### [Problem to solve]
Transcribe the data below exactly, but only from the line containing "Where can the wooden plank" through its final line, both included.

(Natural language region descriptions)
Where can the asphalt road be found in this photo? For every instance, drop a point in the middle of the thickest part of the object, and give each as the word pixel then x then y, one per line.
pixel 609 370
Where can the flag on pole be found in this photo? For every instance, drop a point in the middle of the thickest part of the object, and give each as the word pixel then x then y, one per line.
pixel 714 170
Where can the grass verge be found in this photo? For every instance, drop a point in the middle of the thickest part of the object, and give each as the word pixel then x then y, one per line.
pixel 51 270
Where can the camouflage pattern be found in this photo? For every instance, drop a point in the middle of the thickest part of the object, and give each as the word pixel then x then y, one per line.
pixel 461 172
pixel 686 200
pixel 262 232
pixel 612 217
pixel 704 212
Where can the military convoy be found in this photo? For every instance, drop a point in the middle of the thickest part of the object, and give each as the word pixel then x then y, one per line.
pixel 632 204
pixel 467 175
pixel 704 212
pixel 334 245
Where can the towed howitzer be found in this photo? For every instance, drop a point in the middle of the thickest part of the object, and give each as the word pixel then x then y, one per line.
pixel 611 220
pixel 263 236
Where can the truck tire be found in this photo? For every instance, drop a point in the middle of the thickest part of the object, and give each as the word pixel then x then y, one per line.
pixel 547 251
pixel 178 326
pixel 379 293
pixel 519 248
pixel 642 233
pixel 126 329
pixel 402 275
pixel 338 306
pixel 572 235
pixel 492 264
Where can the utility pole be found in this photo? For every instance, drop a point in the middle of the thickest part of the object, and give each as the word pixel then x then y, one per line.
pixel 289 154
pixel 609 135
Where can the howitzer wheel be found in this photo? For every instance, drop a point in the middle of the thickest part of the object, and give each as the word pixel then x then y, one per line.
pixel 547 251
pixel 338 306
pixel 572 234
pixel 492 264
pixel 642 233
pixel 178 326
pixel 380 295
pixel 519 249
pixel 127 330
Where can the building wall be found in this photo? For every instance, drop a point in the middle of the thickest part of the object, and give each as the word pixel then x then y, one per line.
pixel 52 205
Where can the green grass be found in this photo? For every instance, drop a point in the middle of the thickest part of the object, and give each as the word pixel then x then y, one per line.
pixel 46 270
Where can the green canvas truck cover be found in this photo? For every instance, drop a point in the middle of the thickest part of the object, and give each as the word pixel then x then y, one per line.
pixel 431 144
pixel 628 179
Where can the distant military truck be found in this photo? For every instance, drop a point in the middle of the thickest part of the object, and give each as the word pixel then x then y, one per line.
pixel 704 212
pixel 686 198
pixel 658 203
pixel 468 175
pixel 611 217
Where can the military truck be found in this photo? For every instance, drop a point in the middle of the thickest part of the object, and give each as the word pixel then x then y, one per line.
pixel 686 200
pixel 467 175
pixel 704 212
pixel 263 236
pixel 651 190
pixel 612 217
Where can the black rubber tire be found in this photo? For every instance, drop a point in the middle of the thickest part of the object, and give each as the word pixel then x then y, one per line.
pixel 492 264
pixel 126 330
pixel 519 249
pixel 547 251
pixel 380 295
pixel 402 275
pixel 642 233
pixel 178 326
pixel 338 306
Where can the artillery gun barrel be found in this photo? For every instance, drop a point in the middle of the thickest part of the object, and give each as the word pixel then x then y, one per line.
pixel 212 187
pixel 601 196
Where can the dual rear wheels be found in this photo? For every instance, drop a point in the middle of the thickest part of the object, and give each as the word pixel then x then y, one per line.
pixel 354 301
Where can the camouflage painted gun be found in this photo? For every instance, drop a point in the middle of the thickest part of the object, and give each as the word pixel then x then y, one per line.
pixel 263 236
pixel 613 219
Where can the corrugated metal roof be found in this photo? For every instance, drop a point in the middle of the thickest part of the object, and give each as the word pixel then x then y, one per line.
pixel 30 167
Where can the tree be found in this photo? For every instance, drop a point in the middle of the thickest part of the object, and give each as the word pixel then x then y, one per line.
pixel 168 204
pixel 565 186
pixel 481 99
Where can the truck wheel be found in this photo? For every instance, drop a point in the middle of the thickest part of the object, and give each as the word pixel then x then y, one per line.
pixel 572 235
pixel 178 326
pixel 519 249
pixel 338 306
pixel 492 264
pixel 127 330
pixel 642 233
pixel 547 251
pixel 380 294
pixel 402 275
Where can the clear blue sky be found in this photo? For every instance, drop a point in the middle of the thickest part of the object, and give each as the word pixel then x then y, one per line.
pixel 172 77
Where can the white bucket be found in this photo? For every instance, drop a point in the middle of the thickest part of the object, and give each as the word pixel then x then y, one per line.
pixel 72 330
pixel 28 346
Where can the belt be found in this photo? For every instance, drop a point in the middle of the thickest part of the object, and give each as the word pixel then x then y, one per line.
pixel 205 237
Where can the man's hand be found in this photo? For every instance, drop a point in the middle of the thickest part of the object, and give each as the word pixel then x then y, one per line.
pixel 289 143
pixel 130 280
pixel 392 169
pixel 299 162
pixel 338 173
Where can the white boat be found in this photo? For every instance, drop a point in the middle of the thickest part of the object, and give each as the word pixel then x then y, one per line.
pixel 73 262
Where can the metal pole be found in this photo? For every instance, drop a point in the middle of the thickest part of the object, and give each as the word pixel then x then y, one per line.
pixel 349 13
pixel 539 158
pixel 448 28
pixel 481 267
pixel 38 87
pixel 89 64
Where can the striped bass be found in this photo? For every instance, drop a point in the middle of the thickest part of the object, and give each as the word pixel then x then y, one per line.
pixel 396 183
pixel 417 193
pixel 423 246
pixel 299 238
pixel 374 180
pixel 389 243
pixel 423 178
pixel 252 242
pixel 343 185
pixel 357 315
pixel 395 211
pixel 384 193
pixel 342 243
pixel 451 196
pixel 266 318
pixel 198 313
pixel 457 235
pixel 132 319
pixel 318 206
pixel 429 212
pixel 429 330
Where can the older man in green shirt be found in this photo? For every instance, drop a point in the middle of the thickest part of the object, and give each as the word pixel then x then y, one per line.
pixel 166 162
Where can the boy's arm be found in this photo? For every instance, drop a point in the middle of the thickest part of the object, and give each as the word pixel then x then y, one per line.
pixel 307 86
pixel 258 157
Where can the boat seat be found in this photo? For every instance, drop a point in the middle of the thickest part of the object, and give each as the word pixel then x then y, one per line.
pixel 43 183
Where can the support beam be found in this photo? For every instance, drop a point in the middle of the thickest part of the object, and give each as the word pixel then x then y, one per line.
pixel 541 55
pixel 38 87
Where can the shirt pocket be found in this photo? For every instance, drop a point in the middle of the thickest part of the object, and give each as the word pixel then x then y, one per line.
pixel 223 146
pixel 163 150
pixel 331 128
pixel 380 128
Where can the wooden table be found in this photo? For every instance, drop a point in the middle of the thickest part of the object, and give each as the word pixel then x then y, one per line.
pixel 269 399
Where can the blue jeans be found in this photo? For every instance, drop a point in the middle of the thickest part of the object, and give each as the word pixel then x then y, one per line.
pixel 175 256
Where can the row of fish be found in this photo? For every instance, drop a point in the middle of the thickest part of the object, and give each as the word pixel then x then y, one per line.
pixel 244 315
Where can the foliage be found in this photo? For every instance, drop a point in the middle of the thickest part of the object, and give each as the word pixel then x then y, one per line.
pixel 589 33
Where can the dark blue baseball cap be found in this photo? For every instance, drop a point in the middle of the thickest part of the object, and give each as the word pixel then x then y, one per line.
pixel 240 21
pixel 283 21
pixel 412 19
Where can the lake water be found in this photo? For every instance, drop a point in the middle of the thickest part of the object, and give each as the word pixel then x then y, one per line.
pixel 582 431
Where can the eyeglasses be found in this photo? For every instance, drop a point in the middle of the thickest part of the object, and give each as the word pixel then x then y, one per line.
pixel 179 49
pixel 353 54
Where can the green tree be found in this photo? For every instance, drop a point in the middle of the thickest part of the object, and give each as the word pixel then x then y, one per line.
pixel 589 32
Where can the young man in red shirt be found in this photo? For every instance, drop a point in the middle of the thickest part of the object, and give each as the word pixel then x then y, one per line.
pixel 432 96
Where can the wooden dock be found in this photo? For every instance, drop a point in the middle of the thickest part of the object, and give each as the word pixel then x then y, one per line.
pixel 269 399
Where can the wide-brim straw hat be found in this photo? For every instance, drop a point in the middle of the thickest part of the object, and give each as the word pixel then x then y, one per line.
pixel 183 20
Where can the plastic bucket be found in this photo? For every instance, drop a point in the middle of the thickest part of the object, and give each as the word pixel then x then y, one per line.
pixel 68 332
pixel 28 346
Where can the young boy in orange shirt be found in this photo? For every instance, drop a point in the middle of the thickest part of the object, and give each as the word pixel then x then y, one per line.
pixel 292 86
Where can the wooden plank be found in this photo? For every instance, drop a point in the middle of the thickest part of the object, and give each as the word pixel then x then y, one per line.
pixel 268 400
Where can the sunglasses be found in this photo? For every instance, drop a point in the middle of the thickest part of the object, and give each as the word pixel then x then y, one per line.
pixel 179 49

### [Result below]
Where can the wooden plank be found in this photo? For every instance, drop a point in the middle of the thickest part of the object, and give each as the word pixel then x then y, one per line.
pixel 268 400
Where can the sunglasses be found in this photo? For every instance, drop a point in the middle of the thickest part of the object, and give each as the word pixel then x then y, one per line.
pixel 179 49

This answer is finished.